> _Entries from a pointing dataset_
━━━━

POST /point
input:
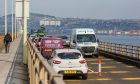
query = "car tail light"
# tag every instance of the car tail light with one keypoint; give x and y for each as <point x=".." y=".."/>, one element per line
<point x="82" y="61"/>
<point x="96" y="49"/>
<point x="56" y="62"/>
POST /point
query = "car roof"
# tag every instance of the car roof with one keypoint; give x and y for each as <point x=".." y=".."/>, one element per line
<point x="66" y="50"/>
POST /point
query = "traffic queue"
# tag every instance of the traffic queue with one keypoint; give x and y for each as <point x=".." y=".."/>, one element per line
<point x="69" y="60"/>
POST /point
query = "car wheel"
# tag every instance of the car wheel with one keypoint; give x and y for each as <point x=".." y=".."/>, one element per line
<point x="84" y="77"/>
<point x="95" y="55"/>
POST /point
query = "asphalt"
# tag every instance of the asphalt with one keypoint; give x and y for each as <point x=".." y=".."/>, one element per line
<point x="12" y="69"/>
<point x="113" y="72"/>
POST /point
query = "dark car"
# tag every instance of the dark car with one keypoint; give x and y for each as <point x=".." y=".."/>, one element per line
<point x="65" y="39"/>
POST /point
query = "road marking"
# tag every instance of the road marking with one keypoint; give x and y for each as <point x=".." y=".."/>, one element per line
<point x="106" y="67"/>
<point x="101" y="79"/>
<point x="97" y="60"/>
<point x="131" y="78"/>
<point x="72" y="80"/>
<point x="119" y="62"/>
<point x="97" y="63"/>
<point x="119" y="72"/>
<point x="90" y="70"/>
<point x="130" y="66"/>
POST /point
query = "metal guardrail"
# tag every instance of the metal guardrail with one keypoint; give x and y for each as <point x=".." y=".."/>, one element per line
<point x="40" y="71"/>
<point x="125" y="50"/>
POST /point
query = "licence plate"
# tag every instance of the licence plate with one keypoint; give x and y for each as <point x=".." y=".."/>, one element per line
<point x="48" y="49"/>
<point x="88" y="53"/>
<point x="69" y="72"/>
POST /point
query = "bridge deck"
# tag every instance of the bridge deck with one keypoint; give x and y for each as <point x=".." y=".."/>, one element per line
<point x="13" y="71"/>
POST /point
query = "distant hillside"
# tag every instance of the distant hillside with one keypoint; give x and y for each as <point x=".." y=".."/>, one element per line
<point x="33" y="22"/>
<point x="69" y="23"/>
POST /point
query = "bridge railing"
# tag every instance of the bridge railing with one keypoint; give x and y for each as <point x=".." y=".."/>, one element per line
<point x="40" y="71"/>
<point x="125" y="50"/>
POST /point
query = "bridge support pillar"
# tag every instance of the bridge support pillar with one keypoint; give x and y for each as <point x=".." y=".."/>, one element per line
<point x="25" y="33"/>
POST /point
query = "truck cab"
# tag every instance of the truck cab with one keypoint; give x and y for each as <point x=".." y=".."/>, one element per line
<point x="85" y="40"/>
<point x="48" y="44"/>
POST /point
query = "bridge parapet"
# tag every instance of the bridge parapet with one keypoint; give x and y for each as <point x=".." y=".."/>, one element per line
<point x="40" y="71"/>
<point x="130" y="51"/>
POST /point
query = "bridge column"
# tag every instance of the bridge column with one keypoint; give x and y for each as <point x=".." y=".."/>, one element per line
<point x="25" y="8"/>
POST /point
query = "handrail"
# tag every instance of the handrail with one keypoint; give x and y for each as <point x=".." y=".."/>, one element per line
<point x="126" y="50"/>
<point x="40" y="71"/>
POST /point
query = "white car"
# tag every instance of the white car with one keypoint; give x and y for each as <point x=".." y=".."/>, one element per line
<point x="69" y="62"/>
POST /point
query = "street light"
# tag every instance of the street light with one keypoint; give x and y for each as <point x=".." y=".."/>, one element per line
<point x="12" y="19"/>
<point x="5" y="17"/>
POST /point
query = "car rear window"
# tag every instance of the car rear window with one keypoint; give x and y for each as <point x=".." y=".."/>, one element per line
<point x="72" y="55"/>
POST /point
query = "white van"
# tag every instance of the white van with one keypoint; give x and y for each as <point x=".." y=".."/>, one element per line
<point x="85" y="40"/>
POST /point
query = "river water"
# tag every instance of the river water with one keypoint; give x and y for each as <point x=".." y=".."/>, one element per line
<point x="127" y="40"/>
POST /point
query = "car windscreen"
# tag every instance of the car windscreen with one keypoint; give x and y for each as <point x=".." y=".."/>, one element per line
<point x="52" y="43"/>
<point x="86" y="38"/>
<point x="71" y="55"/>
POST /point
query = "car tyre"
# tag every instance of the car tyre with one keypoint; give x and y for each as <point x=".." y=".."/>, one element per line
<point x="84" y="77"/>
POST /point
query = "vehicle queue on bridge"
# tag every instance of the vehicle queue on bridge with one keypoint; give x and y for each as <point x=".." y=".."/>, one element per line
<point x="64" y="55"/>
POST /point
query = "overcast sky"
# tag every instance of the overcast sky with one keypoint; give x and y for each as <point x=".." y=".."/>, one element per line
<point x="94" y="9"/>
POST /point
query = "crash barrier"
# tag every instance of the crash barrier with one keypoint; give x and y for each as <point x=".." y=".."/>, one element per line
<point x="40" y="71"/>
<point x="121" y="49"/>
<point x="99" y="66"/>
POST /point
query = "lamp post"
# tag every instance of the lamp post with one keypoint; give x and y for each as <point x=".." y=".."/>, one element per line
<point x="5" y="17"/>
<point x="12" y="19"/>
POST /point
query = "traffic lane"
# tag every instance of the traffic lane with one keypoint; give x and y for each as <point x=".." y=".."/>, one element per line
<point x="113" y="72"/>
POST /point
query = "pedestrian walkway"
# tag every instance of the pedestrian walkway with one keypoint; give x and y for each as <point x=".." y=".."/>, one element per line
<point x="13" y="71"/>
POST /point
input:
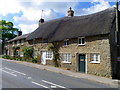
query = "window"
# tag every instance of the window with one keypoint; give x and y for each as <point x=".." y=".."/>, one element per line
<point x="66" y="42"/>
<point x="49" y="55"/>
<point x="95" y="58"/>
<point x="22" y="42"/>
<point x="18" y="42"/>
<point x="13" y="43"/>
<point x="45" y="41"/>
<point x="66" y="58"/>
<point x="81" y="41"/>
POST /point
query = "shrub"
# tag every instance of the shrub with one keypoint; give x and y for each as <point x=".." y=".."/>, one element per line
<point x="34" y="61"/>
<point x="6" y="57"/>
<point x="28" y="52"/>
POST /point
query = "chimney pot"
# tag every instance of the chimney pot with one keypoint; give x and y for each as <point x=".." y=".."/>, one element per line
<point x="41" y="21"/>
<point x="70" y="12"/>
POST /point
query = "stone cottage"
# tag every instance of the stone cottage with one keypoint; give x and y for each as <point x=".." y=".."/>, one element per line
<point x="19" y="43"/>
<point x="84" y="44"/>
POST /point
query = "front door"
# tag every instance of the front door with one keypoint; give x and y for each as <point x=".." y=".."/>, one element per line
<point x="43" y="57"/>
<point x="82" y="63"/>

━━━━

> _Your task_
Find each line in the entries above that contains the string "roof" and copy it out in full, treating uppercase and lowercase letters as distinct.

> _Exercise solution_
query = "car roof"
# tag every instance of the car roof with one keypoint; give x and y for each as <point x=".." y=".."/>, one element per line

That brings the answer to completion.